» WHAT IS REQUIRED
Count the lines in the rows that contain the word "paneled", and give only the number.

Raw records:

BEGIN

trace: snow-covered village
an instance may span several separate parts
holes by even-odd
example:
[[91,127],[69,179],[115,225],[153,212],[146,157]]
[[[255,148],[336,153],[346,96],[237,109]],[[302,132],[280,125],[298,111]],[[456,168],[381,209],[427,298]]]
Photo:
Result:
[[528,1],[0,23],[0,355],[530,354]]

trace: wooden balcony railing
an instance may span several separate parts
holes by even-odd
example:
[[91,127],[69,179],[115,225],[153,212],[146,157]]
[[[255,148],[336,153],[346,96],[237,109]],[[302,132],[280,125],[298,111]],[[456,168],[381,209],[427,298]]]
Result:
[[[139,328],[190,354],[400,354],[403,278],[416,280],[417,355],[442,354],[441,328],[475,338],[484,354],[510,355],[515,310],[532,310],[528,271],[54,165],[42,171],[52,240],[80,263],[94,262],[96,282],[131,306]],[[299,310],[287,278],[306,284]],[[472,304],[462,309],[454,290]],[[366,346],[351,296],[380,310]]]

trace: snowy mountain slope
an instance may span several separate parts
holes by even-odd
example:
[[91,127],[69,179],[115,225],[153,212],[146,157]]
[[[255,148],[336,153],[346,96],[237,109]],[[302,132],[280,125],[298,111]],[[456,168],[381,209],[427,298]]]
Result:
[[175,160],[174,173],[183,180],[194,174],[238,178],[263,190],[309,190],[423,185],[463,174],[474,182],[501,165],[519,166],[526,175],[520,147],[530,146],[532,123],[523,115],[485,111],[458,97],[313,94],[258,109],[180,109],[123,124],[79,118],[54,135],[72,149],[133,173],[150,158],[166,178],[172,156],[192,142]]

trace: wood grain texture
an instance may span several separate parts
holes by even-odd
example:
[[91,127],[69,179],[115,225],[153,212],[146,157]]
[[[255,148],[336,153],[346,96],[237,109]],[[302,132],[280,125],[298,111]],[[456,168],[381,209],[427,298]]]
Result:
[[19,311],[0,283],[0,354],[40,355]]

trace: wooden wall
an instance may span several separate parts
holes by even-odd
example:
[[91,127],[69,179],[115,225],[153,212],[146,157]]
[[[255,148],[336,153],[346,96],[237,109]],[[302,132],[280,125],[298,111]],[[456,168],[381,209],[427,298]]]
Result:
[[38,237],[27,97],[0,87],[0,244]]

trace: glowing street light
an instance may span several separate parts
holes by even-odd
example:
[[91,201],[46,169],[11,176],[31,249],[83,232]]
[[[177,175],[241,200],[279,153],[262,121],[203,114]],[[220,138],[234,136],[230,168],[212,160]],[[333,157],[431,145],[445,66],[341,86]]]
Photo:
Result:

END
BEGIN

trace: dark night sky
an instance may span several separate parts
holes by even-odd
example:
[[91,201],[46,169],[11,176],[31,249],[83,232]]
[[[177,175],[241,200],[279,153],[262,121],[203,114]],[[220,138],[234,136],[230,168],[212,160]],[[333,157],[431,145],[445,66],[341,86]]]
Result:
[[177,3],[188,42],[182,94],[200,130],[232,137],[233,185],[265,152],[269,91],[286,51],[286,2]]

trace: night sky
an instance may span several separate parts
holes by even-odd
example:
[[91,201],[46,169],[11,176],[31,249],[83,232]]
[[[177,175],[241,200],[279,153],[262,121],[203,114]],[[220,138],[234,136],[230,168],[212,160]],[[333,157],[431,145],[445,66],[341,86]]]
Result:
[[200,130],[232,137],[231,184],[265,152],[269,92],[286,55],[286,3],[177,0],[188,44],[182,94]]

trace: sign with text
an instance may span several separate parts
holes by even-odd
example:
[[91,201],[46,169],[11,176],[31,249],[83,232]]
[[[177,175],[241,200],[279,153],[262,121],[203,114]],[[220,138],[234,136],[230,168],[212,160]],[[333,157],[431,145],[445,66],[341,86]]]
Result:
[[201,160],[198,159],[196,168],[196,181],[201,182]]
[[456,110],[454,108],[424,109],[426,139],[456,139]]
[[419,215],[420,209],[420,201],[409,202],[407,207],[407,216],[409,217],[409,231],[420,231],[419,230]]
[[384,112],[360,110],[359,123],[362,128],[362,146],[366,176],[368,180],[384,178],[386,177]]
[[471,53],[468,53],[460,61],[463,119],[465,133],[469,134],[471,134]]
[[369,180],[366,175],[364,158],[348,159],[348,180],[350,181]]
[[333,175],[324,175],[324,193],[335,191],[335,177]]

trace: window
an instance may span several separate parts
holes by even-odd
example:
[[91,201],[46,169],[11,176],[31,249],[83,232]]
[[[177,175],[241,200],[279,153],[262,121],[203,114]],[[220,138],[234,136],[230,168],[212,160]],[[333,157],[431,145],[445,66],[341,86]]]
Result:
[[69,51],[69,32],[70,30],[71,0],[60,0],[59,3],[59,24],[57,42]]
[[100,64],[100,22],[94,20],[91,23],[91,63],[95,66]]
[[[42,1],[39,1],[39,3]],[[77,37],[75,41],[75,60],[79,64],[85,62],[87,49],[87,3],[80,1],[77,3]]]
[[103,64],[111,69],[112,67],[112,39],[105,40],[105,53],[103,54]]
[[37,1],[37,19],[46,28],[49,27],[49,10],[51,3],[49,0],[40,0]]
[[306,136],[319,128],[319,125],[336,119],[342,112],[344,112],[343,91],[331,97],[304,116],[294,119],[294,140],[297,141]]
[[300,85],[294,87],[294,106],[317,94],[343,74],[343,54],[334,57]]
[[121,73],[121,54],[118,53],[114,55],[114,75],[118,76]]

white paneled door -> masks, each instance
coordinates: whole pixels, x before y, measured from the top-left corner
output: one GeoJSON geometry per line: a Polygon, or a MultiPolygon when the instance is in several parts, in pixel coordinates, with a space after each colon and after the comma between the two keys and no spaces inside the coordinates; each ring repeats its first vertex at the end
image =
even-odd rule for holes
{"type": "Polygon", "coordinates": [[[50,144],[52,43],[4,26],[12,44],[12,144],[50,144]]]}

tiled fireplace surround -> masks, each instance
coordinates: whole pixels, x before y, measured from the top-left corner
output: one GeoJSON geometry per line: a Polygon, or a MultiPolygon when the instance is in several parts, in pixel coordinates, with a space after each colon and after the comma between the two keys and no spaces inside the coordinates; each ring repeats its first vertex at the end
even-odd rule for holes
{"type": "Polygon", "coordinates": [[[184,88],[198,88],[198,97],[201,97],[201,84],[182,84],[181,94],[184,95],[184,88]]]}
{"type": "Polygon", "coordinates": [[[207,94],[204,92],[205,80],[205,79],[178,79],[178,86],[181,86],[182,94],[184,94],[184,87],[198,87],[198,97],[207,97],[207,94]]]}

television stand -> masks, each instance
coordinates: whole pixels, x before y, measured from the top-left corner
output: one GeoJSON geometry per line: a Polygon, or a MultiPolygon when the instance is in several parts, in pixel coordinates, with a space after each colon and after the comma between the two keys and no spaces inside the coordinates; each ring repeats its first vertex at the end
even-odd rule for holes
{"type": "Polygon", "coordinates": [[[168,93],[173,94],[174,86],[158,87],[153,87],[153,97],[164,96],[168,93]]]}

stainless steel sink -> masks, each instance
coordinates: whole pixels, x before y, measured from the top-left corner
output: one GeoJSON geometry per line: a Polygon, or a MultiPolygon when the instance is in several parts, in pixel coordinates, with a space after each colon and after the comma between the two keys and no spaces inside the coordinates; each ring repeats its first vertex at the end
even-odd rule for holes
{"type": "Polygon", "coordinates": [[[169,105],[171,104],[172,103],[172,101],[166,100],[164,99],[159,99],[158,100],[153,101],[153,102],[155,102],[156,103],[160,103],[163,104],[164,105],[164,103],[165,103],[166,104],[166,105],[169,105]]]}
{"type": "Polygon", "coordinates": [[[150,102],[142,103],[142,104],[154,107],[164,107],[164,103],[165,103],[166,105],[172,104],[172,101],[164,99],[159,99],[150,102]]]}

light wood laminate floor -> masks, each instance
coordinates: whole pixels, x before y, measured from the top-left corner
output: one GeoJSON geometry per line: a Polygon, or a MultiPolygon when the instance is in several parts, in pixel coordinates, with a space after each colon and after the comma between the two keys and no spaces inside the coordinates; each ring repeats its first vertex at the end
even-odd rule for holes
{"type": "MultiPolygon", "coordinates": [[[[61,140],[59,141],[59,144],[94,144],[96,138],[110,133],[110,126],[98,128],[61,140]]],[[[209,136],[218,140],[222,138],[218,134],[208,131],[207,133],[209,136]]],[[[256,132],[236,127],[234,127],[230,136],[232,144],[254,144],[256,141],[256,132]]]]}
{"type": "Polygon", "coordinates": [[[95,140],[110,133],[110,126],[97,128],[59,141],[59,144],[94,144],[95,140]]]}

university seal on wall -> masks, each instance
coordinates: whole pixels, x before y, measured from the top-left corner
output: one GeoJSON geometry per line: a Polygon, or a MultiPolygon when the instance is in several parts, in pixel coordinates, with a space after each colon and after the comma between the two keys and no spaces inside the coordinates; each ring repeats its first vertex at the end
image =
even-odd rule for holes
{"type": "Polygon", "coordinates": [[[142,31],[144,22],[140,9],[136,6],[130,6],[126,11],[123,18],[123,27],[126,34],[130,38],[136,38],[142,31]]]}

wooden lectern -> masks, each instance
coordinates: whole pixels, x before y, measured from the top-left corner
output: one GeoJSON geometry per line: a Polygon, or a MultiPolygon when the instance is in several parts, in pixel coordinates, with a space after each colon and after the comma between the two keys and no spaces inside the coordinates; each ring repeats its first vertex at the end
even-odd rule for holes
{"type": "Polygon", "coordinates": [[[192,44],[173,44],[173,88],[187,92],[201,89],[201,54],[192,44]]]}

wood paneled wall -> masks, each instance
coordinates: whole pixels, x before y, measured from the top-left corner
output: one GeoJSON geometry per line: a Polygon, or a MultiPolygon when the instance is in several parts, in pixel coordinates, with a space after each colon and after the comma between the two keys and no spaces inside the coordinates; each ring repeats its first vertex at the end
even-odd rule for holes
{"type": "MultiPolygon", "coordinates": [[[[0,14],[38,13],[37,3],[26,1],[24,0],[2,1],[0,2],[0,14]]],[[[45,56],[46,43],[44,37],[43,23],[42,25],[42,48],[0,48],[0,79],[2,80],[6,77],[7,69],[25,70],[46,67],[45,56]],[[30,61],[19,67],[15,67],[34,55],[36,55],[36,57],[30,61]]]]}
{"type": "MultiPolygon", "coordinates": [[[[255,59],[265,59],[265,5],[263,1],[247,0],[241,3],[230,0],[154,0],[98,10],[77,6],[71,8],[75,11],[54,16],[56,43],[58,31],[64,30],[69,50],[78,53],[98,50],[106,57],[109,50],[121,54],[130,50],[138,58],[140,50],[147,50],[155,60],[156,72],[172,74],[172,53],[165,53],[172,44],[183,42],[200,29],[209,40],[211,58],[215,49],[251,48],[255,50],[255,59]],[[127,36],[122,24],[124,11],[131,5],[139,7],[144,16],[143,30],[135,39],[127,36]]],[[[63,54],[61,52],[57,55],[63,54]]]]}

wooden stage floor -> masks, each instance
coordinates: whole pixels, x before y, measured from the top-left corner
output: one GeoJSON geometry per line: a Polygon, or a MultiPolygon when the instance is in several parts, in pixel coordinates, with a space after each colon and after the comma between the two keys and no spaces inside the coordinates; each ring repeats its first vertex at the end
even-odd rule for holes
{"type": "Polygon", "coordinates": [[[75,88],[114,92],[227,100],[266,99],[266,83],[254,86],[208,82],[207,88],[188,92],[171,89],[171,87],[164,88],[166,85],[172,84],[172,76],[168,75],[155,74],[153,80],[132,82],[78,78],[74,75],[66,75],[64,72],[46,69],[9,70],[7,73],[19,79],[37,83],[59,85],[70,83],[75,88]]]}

END

» SOLUTION TO THIS PROBLEM
2